WORK TASK:
The answer must be a word-for-word copy of the records below, with every picture left out.

(Point localization data)
┄┄┄┄┄┄

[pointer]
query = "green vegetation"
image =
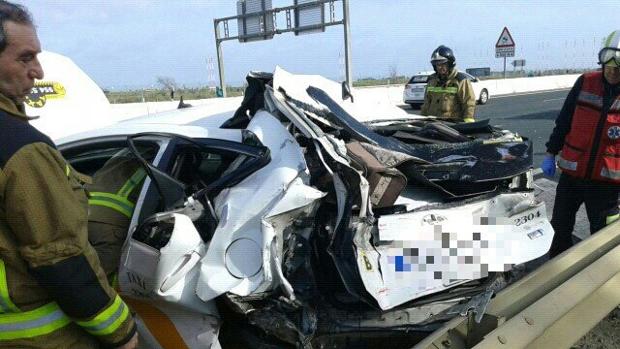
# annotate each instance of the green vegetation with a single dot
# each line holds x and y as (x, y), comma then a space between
(163, 94)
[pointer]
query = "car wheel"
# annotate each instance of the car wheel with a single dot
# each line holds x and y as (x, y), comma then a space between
(484, 97)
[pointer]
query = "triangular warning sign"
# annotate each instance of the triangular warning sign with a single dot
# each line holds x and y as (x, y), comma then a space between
(505, 39)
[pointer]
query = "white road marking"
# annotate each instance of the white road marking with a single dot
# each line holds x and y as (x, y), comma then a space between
(528, 93)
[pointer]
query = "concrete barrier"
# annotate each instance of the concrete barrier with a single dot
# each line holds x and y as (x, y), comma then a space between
(392, 94)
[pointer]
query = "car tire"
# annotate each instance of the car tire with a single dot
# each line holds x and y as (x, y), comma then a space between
(484, 96)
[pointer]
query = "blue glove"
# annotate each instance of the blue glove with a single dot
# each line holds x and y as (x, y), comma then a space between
(548, 166)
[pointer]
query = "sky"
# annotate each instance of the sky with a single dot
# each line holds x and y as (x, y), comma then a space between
(126, 44)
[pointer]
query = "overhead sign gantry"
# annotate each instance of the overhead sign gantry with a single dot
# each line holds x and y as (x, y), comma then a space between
(257, 20)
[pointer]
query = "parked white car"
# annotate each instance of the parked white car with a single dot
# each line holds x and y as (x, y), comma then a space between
(311, 227)
(413, 93)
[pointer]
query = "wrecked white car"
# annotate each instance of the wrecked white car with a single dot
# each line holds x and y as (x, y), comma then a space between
(316, 219)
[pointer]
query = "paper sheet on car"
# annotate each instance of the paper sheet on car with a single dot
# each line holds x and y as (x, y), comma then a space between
(424, 252)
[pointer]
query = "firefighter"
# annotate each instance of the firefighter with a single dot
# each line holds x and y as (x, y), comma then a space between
(113, 195)
(53, 291)
(449, 93)
(587, 138)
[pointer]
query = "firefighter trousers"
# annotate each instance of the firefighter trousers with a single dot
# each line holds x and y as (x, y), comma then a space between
(601, 200)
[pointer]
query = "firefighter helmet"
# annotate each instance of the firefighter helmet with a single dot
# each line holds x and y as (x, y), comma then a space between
(610, 53)
(443, 54)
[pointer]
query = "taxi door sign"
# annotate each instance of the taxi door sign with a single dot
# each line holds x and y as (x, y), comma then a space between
(44, 91)
(505, 46)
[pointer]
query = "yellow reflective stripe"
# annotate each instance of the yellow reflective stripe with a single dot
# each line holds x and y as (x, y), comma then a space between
(33, 323)
(113, 201)
(132, 182)
(6, 305)
(108, 320)
(450, 90)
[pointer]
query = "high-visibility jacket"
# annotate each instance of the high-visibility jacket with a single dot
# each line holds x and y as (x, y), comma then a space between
(592, 146)
(453, 98)
(53, 292)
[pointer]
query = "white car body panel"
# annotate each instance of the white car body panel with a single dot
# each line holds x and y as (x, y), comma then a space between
(402, 276)
(239, 252)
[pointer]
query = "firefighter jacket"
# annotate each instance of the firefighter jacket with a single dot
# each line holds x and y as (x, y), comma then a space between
(588, 131)
(452, 98)
(53, 292)
(113, 196)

┄┄┄┄┄┄

EXERCISE ANSWER:
[pointer]
query = "green vegetation"
image =
# annotate each instance of the green vegetation with a single dot
# each line holds x and y as (x, y), comma then a space between
(163, 94)
[pointer]
query = "car wheel"
# annotate each instance of the car wheel with a single dot
# each line holds x and y as (x, y), comma then a space between
(484, 97)
[pointer]
query = "triangular warning sign"
# annotate each instance of the triangular warning sign with a single dot
# each line holds x and y as (x, y), comma then a space between
(505, 39)
[pointer]
query = "white road marking"
# annotate each instance of the white road marking with a single dot
# each line holds x and y as (x, y), comma then a space between
(528, 93)
[pointer]
query = "concrete barrier"
# annotate each instance of the concrete barrier with a single dot
# each line holds x and y as (x, y), comma then a space between
(392, 94)
[pointer]
query = "car tire"
# annotate each instance of the car tire with a single dot
# each line holds x and y as (x, y), comma then a space between
(484, 96)
[pointer]
query = "blue glove"
# annotate each instance of the blue glove with a single dot
# each line holds x and y as (x, y), comma then a space between
(548, 166)
[pointer]
query = "sky"
# annotate each instance of the sky with a single dot
# each line holds x and y as (x, y), comma then a space between
(126, 44)
[pointer]
query = "overhead sign gantry"
# annotate each instance of the overhead sign gantry with a single dot
# each line holds x and y as (x, y), comma then a space between
(257, 20)
[pointer]
query = "parked white car"
# annotate each instance of the parked white car with a single dot
# each line holds x and y as (x, y), comma then a space between
(311, 227)
(413, 93)
[pointer]
query = "wrecked white car"
# annotate each instance of the wrecked white car with a single dot
# each line holds x and y as (x, y), comma then a space between
(316, 219)
[pointer]
query = "paper sheet on car"
# annotate each instance of the paper sheet on car with a single dot
# each line holds x and y as (x, y), comma then a space between
(424, 252)
[pointer]
query = "firefighter"
# annotate each instance of the firefighter with a single dot
# each line holds x and y as (x, y), comma then a space between
(113, 195)
(53, 291)
(449, 93)
(587, 138)
[pointer]
query = "firefighter trousers"
# annotate each instance of the firefighter trousers with a single dot
# each line holds x and y as (x, y), comma then a space between
(601, 200)
[pointer]
query = "firefighter helmet"
# annotate each instance of the firefighter helmet with a single dot
# each line holds x and y as (x, y), comma then a space between
(610, 53)
(443, 54)
[pointer]
query = "taxi door sign"
# annotate each instance of the taxi door sign with a single dot
# each line holds x and y as (x, y), comma then a space between
(44, 91)
(505, 46)
[pointer]
query = "yellow reflective stripe"
# annotate each instance of the yellow reflective stripe with a single dot
# each line holds x and y as (x, y), comma then a space between
(33, 323)
(113, 201)
(132, 182)
(6, 305)
(108, 320)
(450, 90)
[pointer]
query = "high-visibility jacket"
# annotate each instance of the high-visibility jacket with a single dot
# each line holds x and y as (x, y), comma then a space between
(592, 146)
(453, 98)
(53, 292)
[pointer]
query = "white car body panel"
# annotate each instance of the white car body panel with a single dot
# each line holds x and y as (x, y), comma then a space between
(402, 276)
(239, 252)
[pointer]
query = "firefighter jacket"
# annotate each instance of the firefighter jacket with a single dot
# each line holds x and y as (x, y), comma then a space between
(588, 131)
(452, 98)
(53, 292)
(113, 196)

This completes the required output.